**To do**
Please quote the material exactly, every line of it.

**Information supplied**
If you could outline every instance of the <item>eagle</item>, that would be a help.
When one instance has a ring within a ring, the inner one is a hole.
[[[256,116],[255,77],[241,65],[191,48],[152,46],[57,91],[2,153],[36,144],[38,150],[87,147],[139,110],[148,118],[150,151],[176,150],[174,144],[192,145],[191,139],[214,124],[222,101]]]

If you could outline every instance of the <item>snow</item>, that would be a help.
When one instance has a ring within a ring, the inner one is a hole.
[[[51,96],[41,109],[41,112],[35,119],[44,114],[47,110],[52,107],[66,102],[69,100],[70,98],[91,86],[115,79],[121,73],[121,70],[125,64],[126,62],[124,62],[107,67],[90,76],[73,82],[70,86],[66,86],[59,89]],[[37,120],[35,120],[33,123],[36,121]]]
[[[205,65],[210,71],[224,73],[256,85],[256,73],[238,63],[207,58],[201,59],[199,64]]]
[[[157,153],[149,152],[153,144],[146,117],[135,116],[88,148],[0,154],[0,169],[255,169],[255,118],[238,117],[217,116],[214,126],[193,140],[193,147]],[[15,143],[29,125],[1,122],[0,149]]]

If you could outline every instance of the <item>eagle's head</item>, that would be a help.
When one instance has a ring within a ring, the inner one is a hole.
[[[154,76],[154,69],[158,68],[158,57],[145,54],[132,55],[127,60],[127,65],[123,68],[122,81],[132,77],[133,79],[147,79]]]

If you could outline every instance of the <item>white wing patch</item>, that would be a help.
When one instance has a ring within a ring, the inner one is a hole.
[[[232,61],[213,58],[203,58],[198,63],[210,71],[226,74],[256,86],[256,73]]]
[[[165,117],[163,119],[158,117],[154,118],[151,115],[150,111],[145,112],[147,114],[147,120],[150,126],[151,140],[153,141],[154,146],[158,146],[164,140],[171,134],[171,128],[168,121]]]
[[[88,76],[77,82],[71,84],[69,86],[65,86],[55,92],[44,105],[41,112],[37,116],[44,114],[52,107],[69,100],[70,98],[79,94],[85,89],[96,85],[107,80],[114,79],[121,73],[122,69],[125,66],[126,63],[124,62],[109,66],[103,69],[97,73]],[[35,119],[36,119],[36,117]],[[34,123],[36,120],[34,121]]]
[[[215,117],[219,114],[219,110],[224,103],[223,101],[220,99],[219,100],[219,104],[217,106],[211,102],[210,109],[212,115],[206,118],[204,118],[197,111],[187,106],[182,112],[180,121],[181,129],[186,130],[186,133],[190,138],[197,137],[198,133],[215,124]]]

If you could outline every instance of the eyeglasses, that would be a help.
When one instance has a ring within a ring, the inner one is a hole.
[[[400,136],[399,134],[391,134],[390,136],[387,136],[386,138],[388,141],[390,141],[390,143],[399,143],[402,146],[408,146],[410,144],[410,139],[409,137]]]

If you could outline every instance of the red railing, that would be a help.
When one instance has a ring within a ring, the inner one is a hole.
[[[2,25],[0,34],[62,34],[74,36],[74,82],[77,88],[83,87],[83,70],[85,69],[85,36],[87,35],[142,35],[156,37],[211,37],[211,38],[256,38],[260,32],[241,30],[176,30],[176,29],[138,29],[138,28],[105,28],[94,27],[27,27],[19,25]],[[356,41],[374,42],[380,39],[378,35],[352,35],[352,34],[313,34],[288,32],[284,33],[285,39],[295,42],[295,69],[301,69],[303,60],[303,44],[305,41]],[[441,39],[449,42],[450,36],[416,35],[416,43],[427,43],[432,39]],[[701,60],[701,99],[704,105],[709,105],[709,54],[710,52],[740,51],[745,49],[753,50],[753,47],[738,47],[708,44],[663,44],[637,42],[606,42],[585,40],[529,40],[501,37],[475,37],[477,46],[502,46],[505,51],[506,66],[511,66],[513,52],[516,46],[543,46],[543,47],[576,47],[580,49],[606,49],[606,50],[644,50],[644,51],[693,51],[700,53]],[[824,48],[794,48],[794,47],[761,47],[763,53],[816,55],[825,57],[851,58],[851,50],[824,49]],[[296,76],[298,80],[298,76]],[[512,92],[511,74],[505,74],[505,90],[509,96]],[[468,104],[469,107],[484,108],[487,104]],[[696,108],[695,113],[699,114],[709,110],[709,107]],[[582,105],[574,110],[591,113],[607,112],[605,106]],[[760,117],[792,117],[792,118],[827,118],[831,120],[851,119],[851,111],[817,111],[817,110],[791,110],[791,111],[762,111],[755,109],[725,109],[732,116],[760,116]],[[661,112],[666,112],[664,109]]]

**Completed exercise**
If you could outline every instance of the <item>eagle</item>, that would be a help.
When one instance has a ring within a ring, the inner one is a hole.
[[[256,116],[255,77],[241,65],[191,48],[152,46],[57,91],[2,153],[36,144],[38,150],[87,147],[139,110],[148,118],[150,151],[176,150],[174,144],[192,145],[191,139],[214,124],[222,101]]]

If you could outline every instance of the <item>snow</item>, that would be a help.
When one instance has a ring within a ring, the inner one is a hole.
[[[51,96],[41,109],[41,112],[35,119],[44,114],[47,110],[52,107],[66,102],[69,100],[70,98],[91,86],[115,79],[121,73],[121,70],[125,64],[126,62],[124,62],[107,67],[90,76],[73,82],[70,86],[66,86],[59,89]],[[37,120],[35,120],[33,123],[36,121]]]
[[[205,65],[210,71],[224,73],[256,85],[256,73],[238,63],[207,58],[201,59],[199,64]]]
[[[157,153],[149,152],[153,144],[146,117],[135,116],[88,148],[0,154],[0,169],[255,169],[255,118],[238,117],[217,116],[214,126],[193,140],[193,147]],[[15,143],[29,125],[1,122],[0,149]]]

If you could outline every instance of the <item>eagle's head</item>, that would be a help.
When one instance has a ring within a ring, the inner one is a hole.
[[[154,76],[154,69],[158,68],[158,57],[145,54],[132,55],[127,60],[127,65],[123,68],[122,81],[132,77],[133,79],[147,79]]]

If you could outline every instance of the <item>white wing patch</item>, that would be a help.
When one instance has a ring within a ring, the inner one is a hole.
[[[232,61],[213,58],[203,58],[198,63],[210,71],[226,74],[256,86],[256,73]]]
[[[165,117],[163,119],[158,117],[154,118],[151,115],[150,111],[145,112],[147,114],[147,120],[150,126],[151,140],[153,141],[154,146],[158,146],[164,140],[171,134],[171,128],[168,121]]]
[[[88,76],[77,82],[71,84],[69,86],[65,86],[55,92],[44,105],[41,112],[37,116],[44,114],[52,107],[69,100],[70,98],[79,94],[85,89],[96,85],[107,80],[114,79],[121,73],[122,69],[125,66],[126,63],[124,62],[109,66],[103,69],[97,73]],[[35,119],[36,119],[36,117]],[[34,123],[36,120],[34,121]]]
[[[215,117],[219,114],[219,110],[224,103],[223,101],[220,99],[219,100],[219,104],[217,106],[211,102],[210,109],[212,115],[206,118],[204,118],[197,111],[187,106],[182,112],[180,121],[181,129],[186,130],[186,133],[190,138],[197,137],[198,133],[215,124]]]

If you could outline every instance of the eyeglasses, that would be a help.
When one instance has a ring within a ring, the inner one is a hole.
[[[400,136],[399,134],[391,134],[390,136],[387,136],[386,138],[388,141],[390,141],[390,143],[399,143],[402,146],[408,146],[410,144],[410,139],[409,137]]]

If you could outline every instance of the red railing, that would be a help.
When one instance has a ring within a ring, the inner one is a hole.
[[[2,25],[0,34],[62,34],[74,36],[74,82],[77,88],[83,87],[83,70],[85,69],[85,36],[87,35],[142,35],[156,37],[211,37],[211,38],[256,38],[260,32],[241,30],[176,30],[176,29],[138,29],[138,28],[105,28],[94,27],[27,27],[19,25]],[[356,41],[374,42],[380,39],[378,35],[352,35],[352,34],[313,34],[288,32],[284,33],[285,39],[295,42],[295,69],[301,69],[303,60],[303,44],[305,41]],[[441,39],[449,42],[450,36],[416,35],[416,43],[427,43],[432,39]],[[701,60],[701,99],[704,105],[709,105],[709,54],[710,52],[740,51],[745,49],[753,50],[753,47],[738,47],[708,44],[663,44],[637,42],[606,42],[585,40],[529,40],[501,37],[475,37],[477,46],[502,46],[505,51],[506,66],[511,66],[513,52],[516,46],[543,46],[543,47],[576,47],[580,49],[606,49],[606,50],[644,50],[644,51],[693,51],[700,53]],[[824,48],[794,48],[794,47],[761,47],[763,53],[816,55],[825,57],[851,58],[851,50],[824,49]],[[296,76],[298,80],[298,76]],[[512,92],[511,74],[505,74],[505,90],[509,96]],[[468,104],[469,107],[484,108],[487,104]],[[696,108],[695,113],[699,114],[709,110],[709,107]],[[582,105],[574,110],[591,113],[607,112],[605,106]],[[760,117],[792,117],[792,118],[827,118],[831,120],[851,119],[851,111],[817,111],[817,110],[791,110],[791,111],[762,111],[755,109],[725,109],[732,116],[760,116]],[[661,112],[666,112],[664,109]]]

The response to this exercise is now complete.